Goal of the exercise:
Write out each line of the material exactly as given, and drop the images.
—————
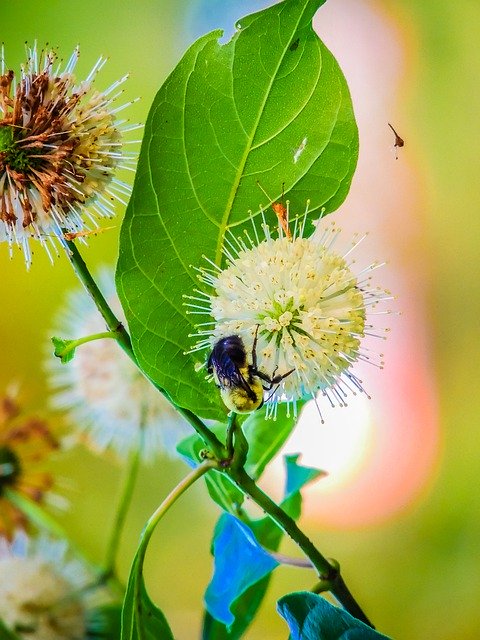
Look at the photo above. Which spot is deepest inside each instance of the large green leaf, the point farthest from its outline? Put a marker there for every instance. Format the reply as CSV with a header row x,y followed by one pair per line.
x,y
269,107
244,604
141,618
—————
Response to this task:
Look at the photo above. Which spot is deepest inside each instance of the large green leaf, the point farthest from its outline? Put a marker there for every instance. Format the reply as CSV with a header row x,y followed by one pair per line.
x,y
269,107
244,604
141,618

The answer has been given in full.